▶ [Given problem] Format the records as a two-column CSV with the headers "request" and "response", giving one row per request. Place each request and its answer in a single quoted field, and replace any line breaks with spaces.

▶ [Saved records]

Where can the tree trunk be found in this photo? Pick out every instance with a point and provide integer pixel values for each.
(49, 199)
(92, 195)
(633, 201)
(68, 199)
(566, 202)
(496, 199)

▶ [Result of this task]
request,response
"Where can the tree trunk be found in this photo? Pick out every instance with a point and provide integer pixel values for each.","(49, 199) (92, 195) (633, 201) (68, 199) (566, 202) (496, 199)"